━━ Texte fourni

Mais, mon cher Glaucon, dans un État où les citoyens doivent être heureux, il ne peut pas être permis de former des unions au hasard ou de commettre des fautes du même genre, et les magistrats ne devront pas le souffrir.

En effet, cela ne doit pas être.

Il est donc évident après cela que nous ferons des mariages aussi saints qu’il nous sera possible, et les plus avantageux à l’État seront les plus saints.

Soit.

Mais comment seront-ils les plus avantageux ? C’est à toi, Glaucon, de me le dire. Je vois que tu élèves dans ta maison des chiens de chasse et des oiseaux de proie en grand nombre. As-tu pris garde à ce qu’on fait pour les accoupler et en avoir des petits ?

Que fait-on ?

Parmi ces animaux, quoique tous de bonne race, n’en est-il pas quelques-uns qui l’emportent sur les autres ?

Oui.

Veux-tu avoir des petits de tous également, ou aimes-tu mieux en avoir de ceux qui l’emportent sur les autres ?

J’aime mieux en avoir de ceux-ci.

Des plus jeunes, des plus vieux, ou de ceux qui sont dans la force de l’âge ?

━━━━
━━ Données fournies

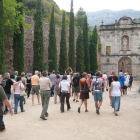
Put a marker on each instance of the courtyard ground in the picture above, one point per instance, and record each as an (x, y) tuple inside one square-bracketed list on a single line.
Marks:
[(74, 126)]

━━━━

Consigne 1: Résumez le texte fourni en deux phrases.
Consigne 2: Reproduisez fidèlement le passage du texte fourni allant de « Parmi ces animaux, quoique » jusqu'à « ceux qui l’emportent sur les autres ? » inclusivement.
Consigne 3:
Répondez aux questions suivantes sur le texte fourni.
(a) Que les magistrats ne devront-ils pas souffrir ?
(b) Quels mariages seront les plus saints ?
(c) Quels animaux Glaucon élève-t-il dans sa maison ?
Les données fournies ne jouent aucun rôle dans ce travail.

Réponse complète 1: Dans un État où les citoyens doivent être heureux, les unions au hasard ne peuvent être permises, et les mariages devront être aussi saints que possible, les plus avantageux à l'État étant les plus saints. Pour savoir lesquels sont les plus avantageux, Glaucon est interrogé sur les chiens de chasse et les oiseaux de proie qu'il élève, et il reconnaît que certains l'emportent sur les autres et qu'il préfère avoir des petits de ceux-là.

Réponse complète 2:
Parmi ces animaux, quoique tous de bonne race, n’en est-il pas quelques-uns qui l’emportent sur les autres ?

Oui.

Veux-tu avoir des petits de tous également, ou aimes-tu mieux en avoir de ceux qui l’emportent sur les autres ?

Réponse complète 3:
(a) Qu'on forme des unions au hasard ou qu'on commette des fautes du même genre.
(b) Les plus avantageux à l'État.
(c) Des chiens de chasse et des oiseaux de proie, en grand nombre.